### Work request
Take the line with "at the furry" and every line after it in the data. Transcribe them exactly, through the last.

### Extracted records
============================================================

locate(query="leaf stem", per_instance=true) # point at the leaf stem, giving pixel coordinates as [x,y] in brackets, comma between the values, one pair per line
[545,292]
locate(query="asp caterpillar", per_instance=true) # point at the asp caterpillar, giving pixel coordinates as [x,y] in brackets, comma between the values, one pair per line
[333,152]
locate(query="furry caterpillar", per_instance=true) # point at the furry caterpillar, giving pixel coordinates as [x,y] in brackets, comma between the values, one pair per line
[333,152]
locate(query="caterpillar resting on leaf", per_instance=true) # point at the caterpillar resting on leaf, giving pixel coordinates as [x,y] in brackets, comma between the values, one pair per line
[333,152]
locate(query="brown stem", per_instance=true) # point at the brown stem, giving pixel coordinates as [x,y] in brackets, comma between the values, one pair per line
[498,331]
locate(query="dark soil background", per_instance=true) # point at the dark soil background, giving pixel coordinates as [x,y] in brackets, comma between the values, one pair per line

============================================================

### Answer box
locate(query="furry caterpillar", per_instance=true) # point at the furry caterpillar, giving pixel coordinates as [x,y] in brackets, comma between the values, one pair per line
[333,152]
locate(query="caterpillar resting on leaf", per_instance=true) # point at the caterpillar resting on leaf, giving pixel coordinates as [x,y] in brackets, comma between the values, one pair per line
[333,152]
locate(query="brown stem", per_instance=true) # point at the brown stem, giving pixel coordinates as [x,y] in brackets, comma between the values, one pair per line
[498,331]
locate(query="dark soil background", per_instance=true) # point at the dark soil background, giving pixel coordinates as [x,y] in brackets, comma between the values, one pair per line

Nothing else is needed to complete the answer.